Point-per-instance localization data
((

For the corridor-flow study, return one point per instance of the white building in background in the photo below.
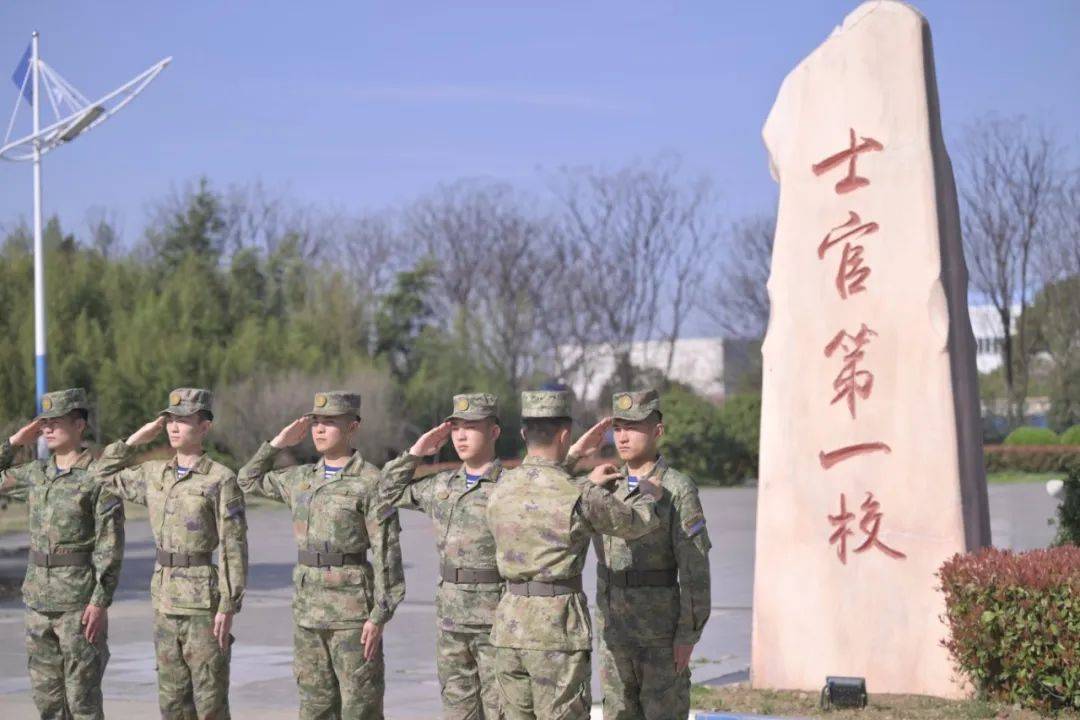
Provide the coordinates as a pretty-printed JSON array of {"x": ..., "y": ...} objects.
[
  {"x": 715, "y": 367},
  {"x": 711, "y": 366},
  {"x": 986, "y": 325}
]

))
((

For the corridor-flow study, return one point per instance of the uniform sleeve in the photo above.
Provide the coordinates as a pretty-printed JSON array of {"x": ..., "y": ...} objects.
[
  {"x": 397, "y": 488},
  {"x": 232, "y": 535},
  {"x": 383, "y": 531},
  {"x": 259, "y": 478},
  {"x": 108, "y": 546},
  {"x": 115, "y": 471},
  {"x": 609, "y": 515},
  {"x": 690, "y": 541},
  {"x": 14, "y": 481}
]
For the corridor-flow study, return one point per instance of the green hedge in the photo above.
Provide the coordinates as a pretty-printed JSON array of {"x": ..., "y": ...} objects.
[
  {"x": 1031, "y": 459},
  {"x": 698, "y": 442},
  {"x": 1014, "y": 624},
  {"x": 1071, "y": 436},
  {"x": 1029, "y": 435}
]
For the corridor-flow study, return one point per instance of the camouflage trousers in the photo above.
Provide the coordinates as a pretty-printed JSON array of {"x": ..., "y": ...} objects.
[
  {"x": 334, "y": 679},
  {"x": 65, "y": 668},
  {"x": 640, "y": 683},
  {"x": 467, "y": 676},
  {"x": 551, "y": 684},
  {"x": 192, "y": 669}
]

))
((

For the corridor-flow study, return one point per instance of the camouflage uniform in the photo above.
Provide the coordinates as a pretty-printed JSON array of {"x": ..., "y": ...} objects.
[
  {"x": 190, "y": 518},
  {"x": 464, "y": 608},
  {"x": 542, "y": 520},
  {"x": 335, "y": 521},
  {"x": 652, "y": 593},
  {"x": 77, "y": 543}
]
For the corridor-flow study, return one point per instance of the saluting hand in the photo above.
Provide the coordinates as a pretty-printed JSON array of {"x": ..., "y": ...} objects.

))

Exercise objective>
Your answer should be all lines from the data that contain "above".

Task solution>
For the corridor-flow study, return one point per instance of the uniform sleeve in the photo above.
For the corridor-flow study, return one point per instance of the green hedge in the photo above.
For the corridor-flow study, return one point per instance of the camouflage trousers in the photo above.
For the corridor-flow study, return one point per instance of the camouflage uniform in the photo above.
For the corridor-flow study, return one point per instance of the saluting hand in the photo above.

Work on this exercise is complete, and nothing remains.